Records for processing |

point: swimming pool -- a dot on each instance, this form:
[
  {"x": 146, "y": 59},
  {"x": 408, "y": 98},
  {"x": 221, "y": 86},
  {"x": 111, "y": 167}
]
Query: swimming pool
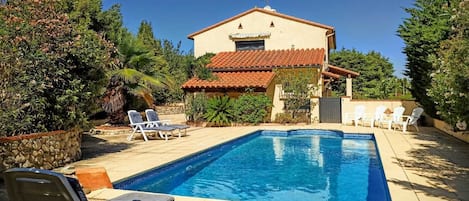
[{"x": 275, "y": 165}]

Exercise directions | Without the pictures, repeat the listing above exactly.

Solved problem |
point: swimming pool -- a dot on each instance, this form:
[
  {"x": 146, "y": 59},
  {"x": 408, "y": 98},
  {"x": 221, "y": 86},
  {"x": 111, "y": 167}
]
Query: swimming pool
[{"x": 275, "y": 165}]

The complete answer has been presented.